### Written request a
List each person identified by full name in the football column below, in order of first appearance.

### Passage given
JUST in case you missed it, Motherwell won 2-1 at Ibrox yesterday.
A goal from Dan Casey 15 minutes from the end gave the visitors their first victory in Govan since God was a boy. Or 27 years, if you wish to be pedantic.
It is now entirely up to Celtic to dodge a banana skin at Tynecastle this afternoon and work their way through 90-plus minutes to reclaim their accustomed spot at the Premiership pinnacle.
I’m way too long in the tooth to believe that it is written in the stars that Brendan Rodgers’ men will occupy pole position once the dust settles in the capital around two o’clock. Anything the visitors achieve in Edinburgh will have to be earned.
No-one should expect hand-outs from a team who inflicted a rare domestic defeat on Brendan Rodgers before the turn on the year when they were allowed to coast to a 2-0 victory at Parkhead. A repeat of the disturbingly lacklustre performance will bring inevitable consequences.
BIG NOISE…Dan Casey celebrates his winner at Ibrox while all around him is silent.
Possibly Philippe Clement’s players, after a commendable 11 consecutive successes since they lost 2-1 in the derby in the east end of the city before the turn of the year, were lured into a false sense of security against Stuart Kettelewell’s team who made life distinctly uncomfortable for Celtic in the first-half at Fir Park last weekend.

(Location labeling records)
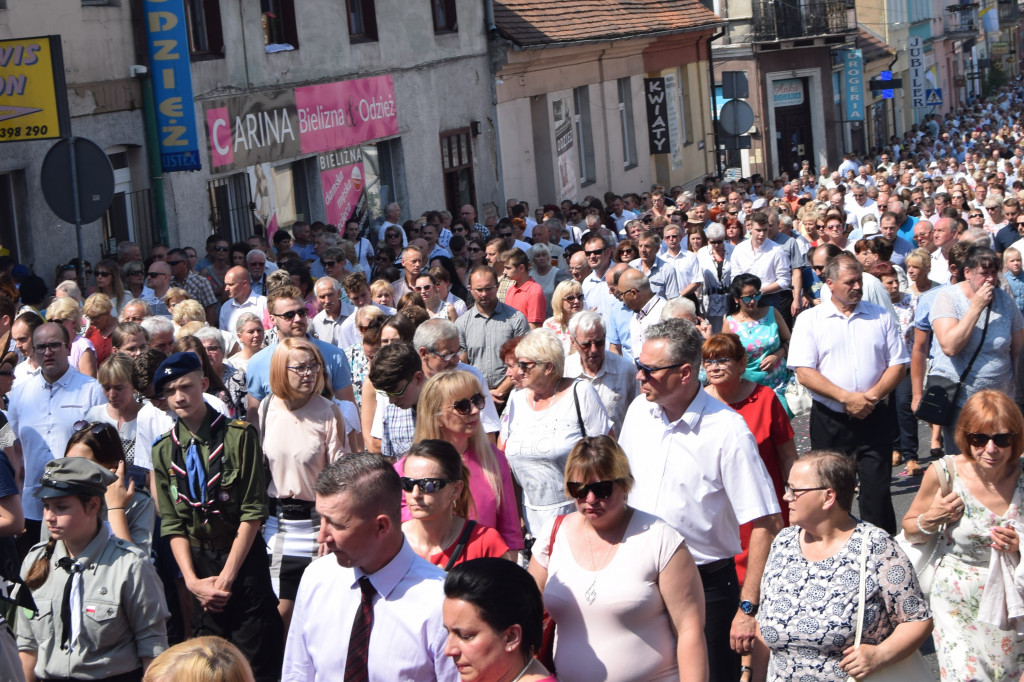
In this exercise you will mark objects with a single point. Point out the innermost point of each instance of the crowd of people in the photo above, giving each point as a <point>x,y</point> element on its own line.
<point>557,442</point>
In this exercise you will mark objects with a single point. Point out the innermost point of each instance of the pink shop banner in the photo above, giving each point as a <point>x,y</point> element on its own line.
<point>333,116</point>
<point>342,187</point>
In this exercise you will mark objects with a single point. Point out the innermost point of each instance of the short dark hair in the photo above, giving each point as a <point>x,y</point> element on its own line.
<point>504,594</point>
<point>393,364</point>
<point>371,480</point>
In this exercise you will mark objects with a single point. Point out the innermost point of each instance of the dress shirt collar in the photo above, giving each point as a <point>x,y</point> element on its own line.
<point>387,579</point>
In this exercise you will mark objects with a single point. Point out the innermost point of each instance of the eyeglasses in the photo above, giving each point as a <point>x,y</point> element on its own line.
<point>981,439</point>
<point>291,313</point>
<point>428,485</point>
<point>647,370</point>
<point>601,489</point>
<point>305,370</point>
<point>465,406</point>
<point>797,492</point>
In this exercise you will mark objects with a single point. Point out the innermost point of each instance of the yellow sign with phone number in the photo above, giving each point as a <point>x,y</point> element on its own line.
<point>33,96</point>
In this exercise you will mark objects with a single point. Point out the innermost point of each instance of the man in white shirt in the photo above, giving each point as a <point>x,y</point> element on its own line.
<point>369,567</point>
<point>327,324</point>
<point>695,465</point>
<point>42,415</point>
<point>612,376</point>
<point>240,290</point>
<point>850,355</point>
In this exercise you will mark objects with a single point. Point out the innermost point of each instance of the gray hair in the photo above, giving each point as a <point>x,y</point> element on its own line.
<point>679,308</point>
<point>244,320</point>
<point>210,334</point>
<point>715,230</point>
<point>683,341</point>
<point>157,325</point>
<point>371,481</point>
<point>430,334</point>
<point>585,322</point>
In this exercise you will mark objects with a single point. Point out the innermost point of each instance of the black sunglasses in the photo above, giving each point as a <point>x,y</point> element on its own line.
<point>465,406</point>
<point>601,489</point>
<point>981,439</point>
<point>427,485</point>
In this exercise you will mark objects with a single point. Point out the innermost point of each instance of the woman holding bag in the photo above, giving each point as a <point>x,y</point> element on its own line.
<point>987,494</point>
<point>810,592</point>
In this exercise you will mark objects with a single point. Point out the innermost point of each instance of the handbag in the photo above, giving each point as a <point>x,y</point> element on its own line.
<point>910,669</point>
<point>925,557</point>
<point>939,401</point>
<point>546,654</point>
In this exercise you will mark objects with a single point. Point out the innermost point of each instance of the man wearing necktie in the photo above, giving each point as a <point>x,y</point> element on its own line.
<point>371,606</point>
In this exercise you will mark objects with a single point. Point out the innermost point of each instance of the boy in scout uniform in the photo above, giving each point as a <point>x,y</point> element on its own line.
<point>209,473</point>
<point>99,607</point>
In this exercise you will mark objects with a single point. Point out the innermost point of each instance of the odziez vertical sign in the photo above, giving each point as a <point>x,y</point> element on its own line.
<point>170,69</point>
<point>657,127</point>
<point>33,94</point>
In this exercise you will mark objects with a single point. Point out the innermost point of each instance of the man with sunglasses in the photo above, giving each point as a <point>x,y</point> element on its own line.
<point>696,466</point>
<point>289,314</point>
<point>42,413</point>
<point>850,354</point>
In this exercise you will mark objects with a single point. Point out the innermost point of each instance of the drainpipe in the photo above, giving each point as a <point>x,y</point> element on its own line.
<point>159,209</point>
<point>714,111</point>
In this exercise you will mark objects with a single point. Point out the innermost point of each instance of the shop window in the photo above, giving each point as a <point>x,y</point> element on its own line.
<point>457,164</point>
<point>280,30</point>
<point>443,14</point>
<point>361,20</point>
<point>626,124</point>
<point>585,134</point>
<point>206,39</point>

### Written request b
Render the lines of the location labeling records as a Markdown table with the columns Row and Line, starting with the line containing "of the woman" and continuing through the line containing "<point>546,654</point>", omitting blank lines.

### Written response a
Dan Casey, Brendan Rodgers, Philippe Clement, Stuart Kettelewell

### Written response b
| Row | Line |
|---|---|
| 1 | In this exercise you will mark objects with a single point. Point out the innermost point of each instance of the woman holding bag in the photo above, giving each point as a <point>x,y</point> element on its own line. |
| 2 | <point>987,494</point> |
| 3 | <point>810,592</point> |
| 4 | In this exercise you will mark objects with a single point. Point out the innermost point of each instance of the handbag in the photo above, giving each point as a <point>x,y</point> element on its own line. |
| 5 | <point>910,669</point> |
| 6 | <point>925,557</point> |
| 7 | <point>939,401</point> |
| 8 | <point>546,654</point> |